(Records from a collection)
+===+

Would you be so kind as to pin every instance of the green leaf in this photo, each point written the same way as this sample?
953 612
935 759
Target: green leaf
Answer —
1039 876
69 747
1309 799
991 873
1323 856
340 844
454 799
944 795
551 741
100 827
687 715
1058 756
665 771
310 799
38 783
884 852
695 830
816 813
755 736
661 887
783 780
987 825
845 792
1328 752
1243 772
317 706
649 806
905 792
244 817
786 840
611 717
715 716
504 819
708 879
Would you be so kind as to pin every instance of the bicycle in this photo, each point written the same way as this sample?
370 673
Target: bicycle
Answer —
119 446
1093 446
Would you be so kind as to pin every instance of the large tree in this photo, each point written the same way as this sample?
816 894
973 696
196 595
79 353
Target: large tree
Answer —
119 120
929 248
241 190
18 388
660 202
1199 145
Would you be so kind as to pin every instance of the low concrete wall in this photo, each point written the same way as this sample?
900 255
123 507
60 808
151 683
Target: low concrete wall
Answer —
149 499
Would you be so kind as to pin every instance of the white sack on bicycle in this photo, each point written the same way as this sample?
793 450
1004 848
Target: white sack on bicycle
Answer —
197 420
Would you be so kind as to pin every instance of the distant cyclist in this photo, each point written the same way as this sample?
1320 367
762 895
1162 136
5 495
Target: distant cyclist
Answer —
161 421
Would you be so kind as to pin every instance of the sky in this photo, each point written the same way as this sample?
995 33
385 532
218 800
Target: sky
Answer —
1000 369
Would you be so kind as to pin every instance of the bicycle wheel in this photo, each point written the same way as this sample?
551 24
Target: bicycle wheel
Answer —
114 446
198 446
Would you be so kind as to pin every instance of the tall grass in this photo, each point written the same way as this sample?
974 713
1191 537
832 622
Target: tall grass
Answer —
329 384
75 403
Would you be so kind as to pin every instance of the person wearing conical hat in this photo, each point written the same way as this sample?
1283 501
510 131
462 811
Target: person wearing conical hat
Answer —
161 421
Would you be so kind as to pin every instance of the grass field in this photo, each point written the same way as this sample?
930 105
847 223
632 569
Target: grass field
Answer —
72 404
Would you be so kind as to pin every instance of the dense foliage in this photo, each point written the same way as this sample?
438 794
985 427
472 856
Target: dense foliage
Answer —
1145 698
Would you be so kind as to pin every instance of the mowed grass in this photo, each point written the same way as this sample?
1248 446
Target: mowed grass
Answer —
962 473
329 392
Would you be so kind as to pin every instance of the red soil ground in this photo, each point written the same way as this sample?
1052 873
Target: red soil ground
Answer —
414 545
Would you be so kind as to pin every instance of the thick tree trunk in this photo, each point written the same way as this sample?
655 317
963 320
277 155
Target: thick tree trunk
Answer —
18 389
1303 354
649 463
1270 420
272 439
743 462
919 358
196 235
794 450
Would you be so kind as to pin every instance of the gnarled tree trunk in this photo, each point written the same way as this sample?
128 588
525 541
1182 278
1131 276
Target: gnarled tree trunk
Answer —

+===+

Extract the listing in its entirety and repeat it exactly.

• EXERCISE SOLUTION:
Would you be so kind as to pin every instance of the green leaf in this photo, each point written the same way as this sample?
953 612
935 759
Target: green leaf
Answer —
1039 876
69 747
1309 799
991 873
1323 856
340 844
454 799
944 795
551 741
100 827
687 715
1058 756
665 771
310 799
38 783
884 852
695 830
816 813
755 736
661 887
783 780
987 825
845 792
1328 752
1243 772
317 706
649 806
905 792
244 817
786 840
611 717
715 716
504 819
708 879
Would you be so kind as to pin every instance of the bicycle in this photo, each point written the same way as this sample?
370 673
Target: bicycle
Answer —
119 446
1093 446
Would you be so kind as to pin every instance of the large tree in this photo, each point written the same way as this sample?
816 894
973 696
196 595
79 353
Target: large tree
Answer —
119 120
929 248
241 190
18 388
660 202
1199 145
Would you be so kind as to pin every instance of the low concrete wall in this photo, each point written the same way as this sample?
900 255
123 507
60 808
151 683
Target: low concrete wall
Answer —
149 499
Would you be so kind as to pin every instance of the white sack on bicycle in this photo, each point written the same way as this sample?
793 450
1004 848
Target: white sack on bicycle
Answer —
197 420
Would you be so kind as to pin every instance of the distant cyclist in this photo, each point written the same way as this sample?
1320 367
762 895
1162 136
5 495
Target: distant cyclist
Answer —
161 421
Would you be so kind as to pin every instance of the sky in this photo, each point written the same way as this sample?
995 33
385 532
218 800
Target: sky
Answer —
1000 369
Would you be so kind as to pin every instance of the bicycle wheel in this photo, each point written the same way as this sample?
551 24
Target: bicycle wheel
Answer —
114 446
198 446
Would you be so kind as to pin every instance of the tall grass in this photo, each point written the same way as this sample?
974 713
1191 537
832 622
Target: tall grass
Answer —
329 384
75 403
Would you be so kind as to pin every instance of the person wearing conical hat in this photo, each point written the same way as this sample?
1283 501
510 131
462 811
Target: person wearing conical hat
Answer —
161 421
Would you be so kind as to pin every instance of the grass field in this photo, each point written the same way as this sample?
930 105
847 223
632 569
Target: grass field
Answer —
72 404
Would you be so kind as to pin every instance of the dense foliage in this photo, each point written the same way as this sample?
438 794
985 427
472 856
Target: dense foliage
Answer —
1145 698
Would you be so kind as to pin every instance of the mowed grass in this photo, each point written the same way as this sample?
1248 446
Target: mowed grass
Answer —
962 473
329 392
Would you be so kind as to pin every instance of the red soil ground in this photo, each point written the same way as this sample?
1052 873
Target: red soil ground
Answer —
414 545
Would you be so kind as to pin every instance of the thick tree trunk in this photo, each point written the same way as this sample?
655 317
963 320
277 155
Target: thick tree trunk
Answer —
18 389
1303 354
649 463
1270 420
272 439
743 462
919 358
196 235
794 450
Would you be so kind as to pin every instance of the gnarled tree trunk in this photo, each point written the same way as this sample?
128 588
525 541
1182 278
1131 276
Target: gnarled tree trunk
Answer —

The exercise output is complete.